● **TASK PROMPT**
Output, with no changes, the part of the records below that opens with the line containing "the white sleeve" and runs through the end of the records.

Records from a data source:

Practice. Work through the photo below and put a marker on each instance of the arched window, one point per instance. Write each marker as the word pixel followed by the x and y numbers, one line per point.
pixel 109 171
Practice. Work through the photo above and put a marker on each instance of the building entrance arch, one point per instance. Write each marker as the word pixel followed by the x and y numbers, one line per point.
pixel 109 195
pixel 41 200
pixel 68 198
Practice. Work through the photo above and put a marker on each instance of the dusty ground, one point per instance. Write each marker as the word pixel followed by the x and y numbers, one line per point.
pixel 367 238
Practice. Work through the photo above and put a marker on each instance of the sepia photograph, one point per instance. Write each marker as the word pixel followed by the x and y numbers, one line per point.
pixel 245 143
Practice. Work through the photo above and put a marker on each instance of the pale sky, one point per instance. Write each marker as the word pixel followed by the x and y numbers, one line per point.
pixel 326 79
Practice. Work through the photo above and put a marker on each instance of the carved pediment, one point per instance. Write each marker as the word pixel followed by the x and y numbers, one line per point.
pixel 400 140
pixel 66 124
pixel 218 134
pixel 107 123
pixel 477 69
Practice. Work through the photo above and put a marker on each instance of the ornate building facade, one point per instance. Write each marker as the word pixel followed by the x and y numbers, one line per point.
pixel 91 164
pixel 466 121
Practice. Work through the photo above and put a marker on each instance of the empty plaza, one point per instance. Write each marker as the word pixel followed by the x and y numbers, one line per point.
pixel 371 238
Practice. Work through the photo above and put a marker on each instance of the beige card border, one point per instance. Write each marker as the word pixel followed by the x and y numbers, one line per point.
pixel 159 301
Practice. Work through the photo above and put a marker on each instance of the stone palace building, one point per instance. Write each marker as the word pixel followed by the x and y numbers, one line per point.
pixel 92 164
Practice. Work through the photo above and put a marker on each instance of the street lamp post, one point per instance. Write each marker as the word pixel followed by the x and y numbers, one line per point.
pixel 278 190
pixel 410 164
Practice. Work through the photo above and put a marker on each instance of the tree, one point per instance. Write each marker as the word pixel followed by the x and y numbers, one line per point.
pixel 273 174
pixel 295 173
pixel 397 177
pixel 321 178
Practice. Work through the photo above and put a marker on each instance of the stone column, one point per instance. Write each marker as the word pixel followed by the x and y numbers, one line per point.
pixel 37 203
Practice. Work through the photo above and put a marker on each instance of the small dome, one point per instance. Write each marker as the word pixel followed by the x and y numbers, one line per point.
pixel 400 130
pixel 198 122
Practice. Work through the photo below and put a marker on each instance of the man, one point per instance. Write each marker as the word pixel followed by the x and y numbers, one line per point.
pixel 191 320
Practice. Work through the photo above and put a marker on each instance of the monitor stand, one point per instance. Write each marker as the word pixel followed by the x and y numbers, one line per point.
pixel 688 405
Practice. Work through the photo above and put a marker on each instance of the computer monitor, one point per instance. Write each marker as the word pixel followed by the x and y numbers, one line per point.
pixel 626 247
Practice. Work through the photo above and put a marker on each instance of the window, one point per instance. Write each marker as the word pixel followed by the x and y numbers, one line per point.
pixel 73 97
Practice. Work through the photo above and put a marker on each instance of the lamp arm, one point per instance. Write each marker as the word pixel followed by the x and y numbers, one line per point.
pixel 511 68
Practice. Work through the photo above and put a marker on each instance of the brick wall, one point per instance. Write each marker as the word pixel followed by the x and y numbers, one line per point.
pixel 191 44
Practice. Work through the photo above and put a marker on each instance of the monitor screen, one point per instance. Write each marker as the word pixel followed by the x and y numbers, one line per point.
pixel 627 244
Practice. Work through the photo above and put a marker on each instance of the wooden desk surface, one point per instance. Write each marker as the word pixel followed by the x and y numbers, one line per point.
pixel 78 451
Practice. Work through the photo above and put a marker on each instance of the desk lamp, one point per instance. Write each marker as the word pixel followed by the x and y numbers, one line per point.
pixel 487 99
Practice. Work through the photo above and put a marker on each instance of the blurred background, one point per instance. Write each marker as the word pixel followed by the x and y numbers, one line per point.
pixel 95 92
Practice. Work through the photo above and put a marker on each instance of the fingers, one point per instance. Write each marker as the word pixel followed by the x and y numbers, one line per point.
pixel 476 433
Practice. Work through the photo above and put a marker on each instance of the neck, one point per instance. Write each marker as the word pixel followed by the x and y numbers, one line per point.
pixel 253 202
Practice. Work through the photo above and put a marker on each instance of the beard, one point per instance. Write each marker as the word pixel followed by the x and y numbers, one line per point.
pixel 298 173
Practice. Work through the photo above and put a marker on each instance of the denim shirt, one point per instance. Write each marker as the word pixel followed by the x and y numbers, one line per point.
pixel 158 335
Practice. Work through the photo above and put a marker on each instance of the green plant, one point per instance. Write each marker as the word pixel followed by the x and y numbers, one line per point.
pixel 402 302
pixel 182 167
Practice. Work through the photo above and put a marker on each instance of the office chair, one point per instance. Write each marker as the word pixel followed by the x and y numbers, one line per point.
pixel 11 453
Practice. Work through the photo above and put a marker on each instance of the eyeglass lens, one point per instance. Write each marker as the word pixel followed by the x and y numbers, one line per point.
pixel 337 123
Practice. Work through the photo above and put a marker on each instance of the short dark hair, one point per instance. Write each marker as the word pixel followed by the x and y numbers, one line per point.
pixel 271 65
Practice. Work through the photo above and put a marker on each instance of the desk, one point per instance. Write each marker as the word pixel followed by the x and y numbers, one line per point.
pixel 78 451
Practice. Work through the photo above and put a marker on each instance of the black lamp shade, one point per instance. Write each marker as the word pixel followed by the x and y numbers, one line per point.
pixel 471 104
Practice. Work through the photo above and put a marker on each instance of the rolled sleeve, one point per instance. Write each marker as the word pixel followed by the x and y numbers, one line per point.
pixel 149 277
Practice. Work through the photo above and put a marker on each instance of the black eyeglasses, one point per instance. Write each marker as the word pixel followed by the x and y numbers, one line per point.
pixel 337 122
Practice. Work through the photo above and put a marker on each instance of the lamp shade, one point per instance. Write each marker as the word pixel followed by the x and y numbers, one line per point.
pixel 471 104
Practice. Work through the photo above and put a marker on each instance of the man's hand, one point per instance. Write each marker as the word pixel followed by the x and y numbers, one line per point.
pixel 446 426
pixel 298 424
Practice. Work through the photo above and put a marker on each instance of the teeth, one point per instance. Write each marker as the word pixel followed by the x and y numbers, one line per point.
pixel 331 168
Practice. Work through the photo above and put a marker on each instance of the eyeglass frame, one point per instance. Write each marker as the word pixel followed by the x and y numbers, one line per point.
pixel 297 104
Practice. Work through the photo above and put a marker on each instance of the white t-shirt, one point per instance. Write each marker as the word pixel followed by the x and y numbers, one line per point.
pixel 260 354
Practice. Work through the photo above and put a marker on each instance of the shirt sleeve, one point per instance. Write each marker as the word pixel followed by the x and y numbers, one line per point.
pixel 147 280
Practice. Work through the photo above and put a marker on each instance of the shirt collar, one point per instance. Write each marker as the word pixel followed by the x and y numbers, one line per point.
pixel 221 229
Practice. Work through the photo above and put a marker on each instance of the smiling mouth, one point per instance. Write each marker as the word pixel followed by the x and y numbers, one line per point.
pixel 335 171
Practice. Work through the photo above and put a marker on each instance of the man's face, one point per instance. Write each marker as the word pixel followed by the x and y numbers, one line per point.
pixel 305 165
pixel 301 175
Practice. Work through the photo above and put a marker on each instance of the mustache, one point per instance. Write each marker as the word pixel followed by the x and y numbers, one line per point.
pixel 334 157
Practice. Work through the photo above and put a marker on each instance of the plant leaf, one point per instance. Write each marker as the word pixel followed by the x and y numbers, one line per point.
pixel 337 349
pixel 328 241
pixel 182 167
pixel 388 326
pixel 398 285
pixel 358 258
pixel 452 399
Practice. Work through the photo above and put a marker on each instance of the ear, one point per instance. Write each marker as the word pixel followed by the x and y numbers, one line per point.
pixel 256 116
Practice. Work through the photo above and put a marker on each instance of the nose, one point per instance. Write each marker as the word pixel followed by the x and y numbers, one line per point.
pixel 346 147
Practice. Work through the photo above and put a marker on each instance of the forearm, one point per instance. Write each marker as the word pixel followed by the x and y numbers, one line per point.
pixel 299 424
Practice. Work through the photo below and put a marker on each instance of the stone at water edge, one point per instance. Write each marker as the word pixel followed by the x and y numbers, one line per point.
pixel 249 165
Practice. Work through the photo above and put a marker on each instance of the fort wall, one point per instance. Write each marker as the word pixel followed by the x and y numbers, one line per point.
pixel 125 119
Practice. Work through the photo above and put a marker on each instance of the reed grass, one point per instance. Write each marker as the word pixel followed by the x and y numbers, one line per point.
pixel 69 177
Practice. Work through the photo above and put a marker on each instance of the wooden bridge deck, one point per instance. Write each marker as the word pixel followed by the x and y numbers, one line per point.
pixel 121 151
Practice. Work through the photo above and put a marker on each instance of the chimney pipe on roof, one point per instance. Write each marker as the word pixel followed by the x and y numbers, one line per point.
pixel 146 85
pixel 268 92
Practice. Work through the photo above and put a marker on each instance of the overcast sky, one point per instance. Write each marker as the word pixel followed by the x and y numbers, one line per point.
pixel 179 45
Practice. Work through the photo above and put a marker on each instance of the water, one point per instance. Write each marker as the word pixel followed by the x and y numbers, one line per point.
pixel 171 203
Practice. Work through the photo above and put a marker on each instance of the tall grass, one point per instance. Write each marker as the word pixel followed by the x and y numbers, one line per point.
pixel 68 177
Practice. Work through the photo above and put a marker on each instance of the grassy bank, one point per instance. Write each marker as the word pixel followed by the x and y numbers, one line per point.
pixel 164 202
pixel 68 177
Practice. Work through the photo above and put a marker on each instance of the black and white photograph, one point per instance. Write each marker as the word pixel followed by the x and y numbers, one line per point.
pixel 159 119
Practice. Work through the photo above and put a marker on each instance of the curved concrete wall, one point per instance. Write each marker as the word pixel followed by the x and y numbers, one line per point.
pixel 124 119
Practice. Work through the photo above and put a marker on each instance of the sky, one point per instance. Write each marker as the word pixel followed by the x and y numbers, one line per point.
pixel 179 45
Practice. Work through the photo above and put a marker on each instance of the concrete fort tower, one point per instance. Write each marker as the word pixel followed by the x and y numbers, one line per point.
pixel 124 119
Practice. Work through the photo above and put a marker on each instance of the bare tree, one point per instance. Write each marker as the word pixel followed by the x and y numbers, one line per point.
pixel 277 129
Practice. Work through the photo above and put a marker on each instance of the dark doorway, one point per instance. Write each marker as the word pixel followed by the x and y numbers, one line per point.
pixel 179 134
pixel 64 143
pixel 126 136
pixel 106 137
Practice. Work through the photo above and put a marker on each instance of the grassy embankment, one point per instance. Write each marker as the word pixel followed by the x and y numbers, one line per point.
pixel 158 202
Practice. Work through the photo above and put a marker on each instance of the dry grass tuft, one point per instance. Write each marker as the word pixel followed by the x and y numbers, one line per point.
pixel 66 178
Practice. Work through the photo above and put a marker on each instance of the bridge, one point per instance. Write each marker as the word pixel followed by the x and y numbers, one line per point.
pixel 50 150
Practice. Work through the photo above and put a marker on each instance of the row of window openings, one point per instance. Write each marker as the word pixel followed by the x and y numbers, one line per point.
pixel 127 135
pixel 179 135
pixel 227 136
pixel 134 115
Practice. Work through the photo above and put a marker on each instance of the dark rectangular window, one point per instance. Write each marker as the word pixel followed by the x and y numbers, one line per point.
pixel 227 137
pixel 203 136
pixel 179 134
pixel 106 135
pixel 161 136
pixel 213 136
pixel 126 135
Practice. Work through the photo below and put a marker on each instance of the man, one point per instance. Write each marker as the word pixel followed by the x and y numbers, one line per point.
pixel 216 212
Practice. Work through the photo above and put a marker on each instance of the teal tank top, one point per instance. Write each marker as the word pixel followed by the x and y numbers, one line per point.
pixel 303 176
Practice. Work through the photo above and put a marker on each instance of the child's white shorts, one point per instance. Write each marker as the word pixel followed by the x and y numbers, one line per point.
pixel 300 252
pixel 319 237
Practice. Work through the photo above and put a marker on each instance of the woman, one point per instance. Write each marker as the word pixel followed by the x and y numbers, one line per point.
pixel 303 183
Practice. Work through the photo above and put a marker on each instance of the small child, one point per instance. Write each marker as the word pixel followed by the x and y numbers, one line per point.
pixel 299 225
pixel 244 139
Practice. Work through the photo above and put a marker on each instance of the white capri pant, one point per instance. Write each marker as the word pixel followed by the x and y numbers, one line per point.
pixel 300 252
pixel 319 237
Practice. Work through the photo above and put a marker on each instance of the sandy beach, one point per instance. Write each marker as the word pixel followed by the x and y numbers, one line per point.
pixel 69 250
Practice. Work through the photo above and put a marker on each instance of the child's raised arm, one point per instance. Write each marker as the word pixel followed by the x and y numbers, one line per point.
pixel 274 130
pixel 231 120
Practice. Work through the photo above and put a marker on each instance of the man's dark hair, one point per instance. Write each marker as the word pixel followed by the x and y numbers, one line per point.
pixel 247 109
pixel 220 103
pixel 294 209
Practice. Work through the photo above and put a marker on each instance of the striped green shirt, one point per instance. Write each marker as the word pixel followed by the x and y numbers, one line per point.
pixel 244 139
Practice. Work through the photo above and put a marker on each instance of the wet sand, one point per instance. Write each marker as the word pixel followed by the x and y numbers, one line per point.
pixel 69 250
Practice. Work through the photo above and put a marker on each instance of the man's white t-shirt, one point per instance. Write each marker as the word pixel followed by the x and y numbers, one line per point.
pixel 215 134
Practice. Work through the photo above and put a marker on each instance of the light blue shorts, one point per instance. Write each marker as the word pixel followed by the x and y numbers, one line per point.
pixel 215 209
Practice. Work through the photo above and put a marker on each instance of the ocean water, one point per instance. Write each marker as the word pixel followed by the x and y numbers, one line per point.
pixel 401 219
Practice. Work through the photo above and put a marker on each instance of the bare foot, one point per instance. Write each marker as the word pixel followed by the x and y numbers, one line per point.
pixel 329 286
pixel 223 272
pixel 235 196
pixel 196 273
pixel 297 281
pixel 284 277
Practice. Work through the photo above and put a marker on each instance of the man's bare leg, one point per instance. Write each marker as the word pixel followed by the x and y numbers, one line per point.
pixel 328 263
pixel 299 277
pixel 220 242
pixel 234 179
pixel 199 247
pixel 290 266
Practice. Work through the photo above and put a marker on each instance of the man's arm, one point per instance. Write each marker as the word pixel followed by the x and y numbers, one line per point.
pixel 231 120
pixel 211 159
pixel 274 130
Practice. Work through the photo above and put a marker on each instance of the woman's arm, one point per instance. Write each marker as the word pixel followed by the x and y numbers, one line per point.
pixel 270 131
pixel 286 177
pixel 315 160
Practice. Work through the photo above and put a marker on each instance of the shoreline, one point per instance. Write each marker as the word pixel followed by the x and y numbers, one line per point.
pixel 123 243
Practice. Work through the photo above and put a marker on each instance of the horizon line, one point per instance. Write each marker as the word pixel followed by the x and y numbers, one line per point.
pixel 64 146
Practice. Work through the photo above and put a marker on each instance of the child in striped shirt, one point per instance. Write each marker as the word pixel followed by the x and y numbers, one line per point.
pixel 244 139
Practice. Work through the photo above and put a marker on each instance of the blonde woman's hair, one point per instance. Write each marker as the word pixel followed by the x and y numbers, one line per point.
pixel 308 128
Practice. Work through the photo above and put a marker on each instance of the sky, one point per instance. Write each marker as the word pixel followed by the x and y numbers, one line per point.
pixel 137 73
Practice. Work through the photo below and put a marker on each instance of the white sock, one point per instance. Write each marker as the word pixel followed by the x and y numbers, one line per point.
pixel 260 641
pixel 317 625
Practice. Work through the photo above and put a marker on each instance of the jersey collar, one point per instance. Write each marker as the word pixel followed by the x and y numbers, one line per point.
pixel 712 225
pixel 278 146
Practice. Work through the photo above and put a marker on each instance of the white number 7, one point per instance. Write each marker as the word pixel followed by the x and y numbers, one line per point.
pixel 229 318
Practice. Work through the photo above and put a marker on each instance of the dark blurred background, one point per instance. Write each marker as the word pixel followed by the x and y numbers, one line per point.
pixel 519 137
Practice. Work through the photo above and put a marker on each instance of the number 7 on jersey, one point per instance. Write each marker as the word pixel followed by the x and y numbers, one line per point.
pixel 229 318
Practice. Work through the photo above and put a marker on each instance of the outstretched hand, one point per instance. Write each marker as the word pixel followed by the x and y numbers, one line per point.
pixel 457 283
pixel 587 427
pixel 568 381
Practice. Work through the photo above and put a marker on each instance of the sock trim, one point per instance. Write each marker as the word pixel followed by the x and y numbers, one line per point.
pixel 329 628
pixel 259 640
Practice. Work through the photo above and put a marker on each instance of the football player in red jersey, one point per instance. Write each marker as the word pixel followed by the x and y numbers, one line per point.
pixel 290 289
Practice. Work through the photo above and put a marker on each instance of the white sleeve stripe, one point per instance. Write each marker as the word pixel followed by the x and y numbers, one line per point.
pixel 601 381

● **RESULT OF THE TASK**
Practice. Work through the photo above and put a marker on each instance of the white sleeve stripe, one point per instance. Write each marker as the word pixel followed by the x and y numbers, one line per point.
pixel 601 381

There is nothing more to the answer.